**Requirement:**
Output, word for word, every line from the line with "the bed headboard" through the final line of the data below.

**Data lines:**
++++++++
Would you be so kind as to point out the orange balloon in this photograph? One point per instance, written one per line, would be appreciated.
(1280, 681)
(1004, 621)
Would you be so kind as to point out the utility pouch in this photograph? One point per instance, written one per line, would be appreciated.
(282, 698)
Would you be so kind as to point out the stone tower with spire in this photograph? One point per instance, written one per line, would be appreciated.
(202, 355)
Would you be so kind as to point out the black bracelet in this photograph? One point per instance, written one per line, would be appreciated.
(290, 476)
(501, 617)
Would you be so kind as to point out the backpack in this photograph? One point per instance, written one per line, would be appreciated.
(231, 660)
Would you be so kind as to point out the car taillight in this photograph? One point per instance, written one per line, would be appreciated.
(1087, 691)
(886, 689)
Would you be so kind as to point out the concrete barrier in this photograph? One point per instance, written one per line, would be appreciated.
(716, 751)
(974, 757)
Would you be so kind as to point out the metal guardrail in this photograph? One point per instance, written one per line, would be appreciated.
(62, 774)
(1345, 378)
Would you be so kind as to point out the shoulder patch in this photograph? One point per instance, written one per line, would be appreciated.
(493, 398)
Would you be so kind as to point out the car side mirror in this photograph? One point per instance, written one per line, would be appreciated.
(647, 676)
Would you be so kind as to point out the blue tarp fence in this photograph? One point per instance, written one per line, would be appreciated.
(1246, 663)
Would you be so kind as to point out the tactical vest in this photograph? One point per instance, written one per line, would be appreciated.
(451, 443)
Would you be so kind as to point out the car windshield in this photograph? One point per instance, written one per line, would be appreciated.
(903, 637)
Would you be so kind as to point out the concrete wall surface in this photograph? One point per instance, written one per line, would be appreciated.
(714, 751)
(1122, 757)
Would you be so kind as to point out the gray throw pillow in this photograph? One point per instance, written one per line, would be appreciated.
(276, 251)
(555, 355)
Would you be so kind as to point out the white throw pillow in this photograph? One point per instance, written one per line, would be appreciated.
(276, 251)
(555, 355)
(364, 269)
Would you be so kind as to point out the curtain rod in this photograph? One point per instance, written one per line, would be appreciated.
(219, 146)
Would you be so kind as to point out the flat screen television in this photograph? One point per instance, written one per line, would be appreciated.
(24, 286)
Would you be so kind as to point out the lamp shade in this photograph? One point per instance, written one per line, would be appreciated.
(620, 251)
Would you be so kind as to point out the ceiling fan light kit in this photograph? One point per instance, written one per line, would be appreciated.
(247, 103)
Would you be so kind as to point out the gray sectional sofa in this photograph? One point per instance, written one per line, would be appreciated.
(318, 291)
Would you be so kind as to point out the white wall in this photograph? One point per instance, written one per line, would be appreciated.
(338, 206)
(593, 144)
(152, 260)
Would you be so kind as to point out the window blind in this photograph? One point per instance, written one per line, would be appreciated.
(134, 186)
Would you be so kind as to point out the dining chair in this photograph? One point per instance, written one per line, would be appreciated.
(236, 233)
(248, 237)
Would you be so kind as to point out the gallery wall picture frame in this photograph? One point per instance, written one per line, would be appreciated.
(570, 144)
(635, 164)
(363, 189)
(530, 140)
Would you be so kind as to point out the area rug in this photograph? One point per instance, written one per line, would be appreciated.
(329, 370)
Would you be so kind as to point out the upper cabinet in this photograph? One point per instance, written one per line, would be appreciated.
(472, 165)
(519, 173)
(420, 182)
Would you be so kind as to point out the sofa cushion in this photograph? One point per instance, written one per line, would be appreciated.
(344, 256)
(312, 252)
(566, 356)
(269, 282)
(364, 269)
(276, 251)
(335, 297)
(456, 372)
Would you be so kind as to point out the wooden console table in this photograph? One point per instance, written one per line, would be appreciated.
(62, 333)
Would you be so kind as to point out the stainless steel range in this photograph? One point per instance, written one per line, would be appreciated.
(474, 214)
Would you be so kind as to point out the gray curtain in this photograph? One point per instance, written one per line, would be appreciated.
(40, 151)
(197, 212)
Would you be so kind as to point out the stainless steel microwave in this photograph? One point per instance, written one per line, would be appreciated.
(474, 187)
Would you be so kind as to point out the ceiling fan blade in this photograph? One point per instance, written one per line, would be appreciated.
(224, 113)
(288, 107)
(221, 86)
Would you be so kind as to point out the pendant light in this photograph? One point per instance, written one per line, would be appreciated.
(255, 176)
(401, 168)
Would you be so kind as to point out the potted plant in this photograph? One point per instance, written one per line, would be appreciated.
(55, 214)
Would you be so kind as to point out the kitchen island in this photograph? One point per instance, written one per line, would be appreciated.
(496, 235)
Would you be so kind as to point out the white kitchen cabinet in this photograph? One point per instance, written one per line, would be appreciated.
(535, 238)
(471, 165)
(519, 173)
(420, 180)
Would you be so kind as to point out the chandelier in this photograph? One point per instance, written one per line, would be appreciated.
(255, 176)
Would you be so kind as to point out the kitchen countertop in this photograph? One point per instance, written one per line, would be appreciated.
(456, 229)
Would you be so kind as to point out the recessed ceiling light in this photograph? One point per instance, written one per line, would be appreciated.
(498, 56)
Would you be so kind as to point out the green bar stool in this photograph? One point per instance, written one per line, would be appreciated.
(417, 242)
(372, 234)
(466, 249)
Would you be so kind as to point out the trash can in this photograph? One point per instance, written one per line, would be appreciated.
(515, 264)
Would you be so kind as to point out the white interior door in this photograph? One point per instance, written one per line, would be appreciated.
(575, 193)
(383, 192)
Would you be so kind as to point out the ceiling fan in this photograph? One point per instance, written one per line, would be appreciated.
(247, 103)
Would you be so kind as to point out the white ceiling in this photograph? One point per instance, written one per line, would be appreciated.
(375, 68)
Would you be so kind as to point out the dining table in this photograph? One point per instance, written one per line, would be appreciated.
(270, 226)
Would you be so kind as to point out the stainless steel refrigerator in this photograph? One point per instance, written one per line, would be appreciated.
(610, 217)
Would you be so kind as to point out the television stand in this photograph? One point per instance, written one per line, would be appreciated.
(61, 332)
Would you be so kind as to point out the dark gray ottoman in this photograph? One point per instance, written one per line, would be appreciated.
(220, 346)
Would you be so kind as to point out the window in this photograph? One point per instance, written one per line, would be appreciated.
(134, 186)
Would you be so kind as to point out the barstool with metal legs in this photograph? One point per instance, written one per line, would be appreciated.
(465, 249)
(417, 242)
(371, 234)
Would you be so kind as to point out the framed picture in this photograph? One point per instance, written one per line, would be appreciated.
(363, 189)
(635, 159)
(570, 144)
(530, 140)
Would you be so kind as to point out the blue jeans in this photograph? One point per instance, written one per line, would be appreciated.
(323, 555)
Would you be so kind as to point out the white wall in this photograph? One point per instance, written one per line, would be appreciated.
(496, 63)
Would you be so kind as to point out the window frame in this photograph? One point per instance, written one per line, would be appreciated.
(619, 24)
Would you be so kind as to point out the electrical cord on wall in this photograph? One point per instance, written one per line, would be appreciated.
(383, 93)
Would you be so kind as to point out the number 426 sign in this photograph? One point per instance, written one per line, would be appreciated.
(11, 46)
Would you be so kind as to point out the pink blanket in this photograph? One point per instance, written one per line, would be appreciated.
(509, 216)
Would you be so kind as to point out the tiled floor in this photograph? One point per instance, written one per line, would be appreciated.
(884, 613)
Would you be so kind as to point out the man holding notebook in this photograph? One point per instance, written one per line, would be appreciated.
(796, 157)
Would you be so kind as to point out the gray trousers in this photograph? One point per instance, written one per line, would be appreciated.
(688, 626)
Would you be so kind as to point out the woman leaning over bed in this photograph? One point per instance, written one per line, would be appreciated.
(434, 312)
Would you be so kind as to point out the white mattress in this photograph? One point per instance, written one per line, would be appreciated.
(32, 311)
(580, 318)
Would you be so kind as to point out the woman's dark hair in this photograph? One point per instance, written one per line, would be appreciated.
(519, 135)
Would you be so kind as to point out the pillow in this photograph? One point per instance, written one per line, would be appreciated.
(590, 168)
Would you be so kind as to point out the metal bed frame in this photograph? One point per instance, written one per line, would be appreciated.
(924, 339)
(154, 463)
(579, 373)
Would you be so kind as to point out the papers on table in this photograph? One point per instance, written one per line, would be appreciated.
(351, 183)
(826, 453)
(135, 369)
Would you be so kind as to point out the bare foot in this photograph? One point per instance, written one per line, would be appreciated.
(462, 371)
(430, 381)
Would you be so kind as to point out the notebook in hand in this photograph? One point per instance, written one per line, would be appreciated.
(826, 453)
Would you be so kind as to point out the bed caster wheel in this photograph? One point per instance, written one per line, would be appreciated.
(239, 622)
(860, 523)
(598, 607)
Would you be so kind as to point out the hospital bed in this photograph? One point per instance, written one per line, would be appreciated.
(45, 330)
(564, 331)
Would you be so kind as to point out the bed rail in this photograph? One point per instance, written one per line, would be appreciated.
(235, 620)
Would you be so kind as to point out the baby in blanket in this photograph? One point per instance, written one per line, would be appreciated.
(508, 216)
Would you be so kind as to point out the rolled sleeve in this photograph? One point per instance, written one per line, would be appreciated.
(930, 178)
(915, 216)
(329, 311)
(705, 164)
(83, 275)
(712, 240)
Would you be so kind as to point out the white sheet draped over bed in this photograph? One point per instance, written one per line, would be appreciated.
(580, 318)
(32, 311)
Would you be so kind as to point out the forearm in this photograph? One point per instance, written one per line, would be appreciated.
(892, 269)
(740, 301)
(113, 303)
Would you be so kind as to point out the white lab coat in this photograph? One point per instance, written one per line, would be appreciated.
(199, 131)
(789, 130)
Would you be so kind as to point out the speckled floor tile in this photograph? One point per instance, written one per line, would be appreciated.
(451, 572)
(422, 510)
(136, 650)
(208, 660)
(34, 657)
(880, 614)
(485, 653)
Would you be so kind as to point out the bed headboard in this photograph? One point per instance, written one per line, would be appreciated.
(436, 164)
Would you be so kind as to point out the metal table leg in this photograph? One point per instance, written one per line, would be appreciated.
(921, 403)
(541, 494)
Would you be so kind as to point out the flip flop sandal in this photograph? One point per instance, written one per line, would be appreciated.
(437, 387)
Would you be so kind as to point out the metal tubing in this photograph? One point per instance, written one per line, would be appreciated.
++++++++
**Response:**
Would you be so kind as to point out the bed headboard in this photograph? One point per instance, written one per line, would be appreciated.
(436, 164)
Would you be so kind as to point out the metal table leg in this photograph? One point per instance, written one per line, would be appreciated.
(921, 403)
(541, 494)
Would you be so kind as to point out the flip flop sandal in this photograph? One point per instance, written one per line, would be appreciated.
(437, 387)
Would you be so kind as to point out the metal tubing in this photograph? One point per instance, written one per line, would be appreciated.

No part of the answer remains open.